:: MATERIAL FOR THE TASK ::
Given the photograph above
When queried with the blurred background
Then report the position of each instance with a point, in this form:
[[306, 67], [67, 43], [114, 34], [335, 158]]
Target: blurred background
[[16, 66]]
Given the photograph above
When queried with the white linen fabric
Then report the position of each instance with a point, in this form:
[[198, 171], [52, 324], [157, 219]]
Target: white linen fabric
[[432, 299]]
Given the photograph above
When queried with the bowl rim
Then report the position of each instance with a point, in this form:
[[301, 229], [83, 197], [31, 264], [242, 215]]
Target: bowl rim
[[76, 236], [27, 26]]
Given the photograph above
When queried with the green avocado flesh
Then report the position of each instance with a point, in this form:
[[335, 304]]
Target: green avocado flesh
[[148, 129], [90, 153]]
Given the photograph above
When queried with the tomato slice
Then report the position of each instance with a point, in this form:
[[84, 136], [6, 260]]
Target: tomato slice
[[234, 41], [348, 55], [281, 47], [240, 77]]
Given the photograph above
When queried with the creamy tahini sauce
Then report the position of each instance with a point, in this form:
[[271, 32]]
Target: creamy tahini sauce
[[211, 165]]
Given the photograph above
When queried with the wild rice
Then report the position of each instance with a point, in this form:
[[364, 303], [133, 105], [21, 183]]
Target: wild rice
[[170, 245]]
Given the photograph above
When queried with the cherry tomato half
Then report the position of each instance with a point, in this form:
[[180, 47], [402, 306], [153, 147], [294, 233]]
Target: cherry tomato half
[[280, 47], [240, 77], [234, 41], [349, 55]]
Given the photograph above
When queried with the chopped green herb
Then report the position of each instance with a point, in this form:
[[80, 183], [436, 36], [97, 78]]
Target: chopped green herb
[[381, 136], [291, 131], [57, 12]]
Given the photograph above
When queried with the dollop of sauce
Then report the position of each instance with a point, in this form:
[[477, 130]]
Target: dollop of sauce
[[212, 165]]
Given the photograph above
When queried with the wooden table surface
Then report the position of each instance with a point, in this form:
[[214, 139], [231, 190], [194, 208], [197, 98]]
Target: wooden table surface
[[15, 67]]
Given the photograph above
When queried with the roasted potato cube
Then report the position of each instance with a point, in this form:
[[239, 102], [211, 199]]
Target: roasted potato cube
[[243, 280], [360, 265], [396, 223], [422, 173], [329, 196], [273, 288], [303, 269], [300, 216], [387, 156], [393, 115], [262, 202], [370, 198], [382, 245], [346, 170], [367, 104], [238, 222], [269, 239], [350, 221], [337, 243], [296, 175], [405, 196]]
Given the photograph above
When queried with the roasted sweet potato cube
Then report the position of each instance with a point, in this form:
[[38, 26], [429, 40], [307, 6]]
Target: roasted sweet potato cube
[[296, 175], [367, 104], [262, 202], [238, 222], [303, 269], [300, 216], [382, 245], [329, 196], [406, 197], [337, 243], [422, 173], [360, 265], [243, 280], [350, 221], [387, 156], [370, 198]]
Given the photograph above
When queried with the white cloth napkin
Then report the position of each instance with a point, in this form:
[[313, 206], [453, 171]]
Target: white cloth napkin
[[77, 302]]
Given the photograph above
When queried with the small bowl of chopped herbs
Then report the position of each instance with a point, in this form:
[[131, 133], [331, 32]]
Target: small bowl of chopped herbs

:: DIRECTIONS FOR THIS TASK ::
Rewrite all the items above, switching every "position" to "location" and leaving everything else as it is.

:: SOLUTION FOR THIS TASK ::
Given the photograph above
When queried with the blurred background
Then report the location of each instance with a point, in this form:
[[306, 67], [67, 43], [114, 34], [335, 158]]
Target: blurred background
[[16, 66]]
Given the photograph above
When queried with the white linen fabric
Then report the location of each instance with a point, in this form:
[[198, 171], [52, 324], [157, 219]]
Target: white linen fabric
[[432, 299]]
Given the photograph above
When queried with the bowl rim
Then report the location of each instance with a point, in this form:
[[301, 229], [83, 197], [31, 264], [242, 215]]
Target: bowl rim
[[76, 236], [27, 26]]
Given the photograph above
When queried with the green avocado flesh
Then report the location of each instance with a point, in this form:
[[335, 304]]
Target: green avocado flesh
[[148, 129], [90, 153]]
Given the photograph above
When queried with the tomato slice
Then report the location of each instance with a point, in this form:
[[84, 136], [6, 260]]
Target: tomato slice
[[234, 41], [348, 55], [281, 47], [240, 77]]
Given the photograph above
When queried with the creamy tahini sauce
Then report the location of each instance with a point, in this form:
[[271, 32]]
Target: creamy tahini sauce
[[211, 165]]
Given the photograph above
When queried with the wild rice
Then report the location of each instance with a point, in this form:
[[364, 303], [133, 105], [21, 183]]
Target: wild rice
[[170, 245]]
Given the photograph above
When queried with the cherry tomato half
Then report the location of each instance with a point, in this form:
[[180, 47], [402, 306], [153, 147], [294, 233]]
Target: cherry tomato half
[[280, 47], [240, 77], [234, 41], [349, 55]]
Given the photograph above
When queried with the chopped green herb
Then report the location of each instance with a point, in this form:
[[80, 183], [436, 36], [97, 78]]
Target: chopped green herb
[[381, 136], [291, 131], [57, 12]]
Given the photograph above
When queried with the dollop of sauce
Then report the location of each instance with a point, in this form:
[[477, 130]]
Target: dollop of sauce
[[212, 165]]
Given the photograph above
When queried with the wooden table surface
Then report the location of each instance with a point, in this form:
[[214, 139], [231, 190], [194, 208], [197, 98]]
Target: wooden table surface
[[15, 67]]
Given the photograph above
When queried with the roasted potato cube
Then report the location of each instance with a point, in this form:
[[239, 102], [211, 199]]
Target: roasted potato cube
[[243, 280], [360, 265], [396, 223], [422, 173], [329, 196], [273, 288], [303, 269], [300, 216], [387, 156], [393, 115], [262, 202], [370, 198], [382, 245], [346, 170], [367, 104], [238, 222], [269, 239], [350, 221], [337, 243], [296, 175], [405, 196]]
Given the photograph above
When queried with the roasted sweet potato cube
Then report the location of each instance with a point, in this form:
[[38, 26], [429, 40], [307, 6]]
Target: roasted sweet potato cube
[[296, 175], [367, 104], [262, 202], [238, 222], [303, 269], [300, 216], [382, 245], [329, 196], [406, 197], [337, 243], [422, 173], [360, 265], [243, 280], [350, 221], [387, 156], [370, 198]]
Given the photograph above
When queried with the white cloth napkin
Then report the location of each instance with a point, in this form:
[[313, 206], [453, 171]]
Target: white cloth napkin
[[77, 302]]
Given the photograph above
When queried with the small bowl of chopped herbs
Then report the location of each instance with a point, in this form:
[[131, 133], [331, 32]]
Target: small bowl of chopped herbs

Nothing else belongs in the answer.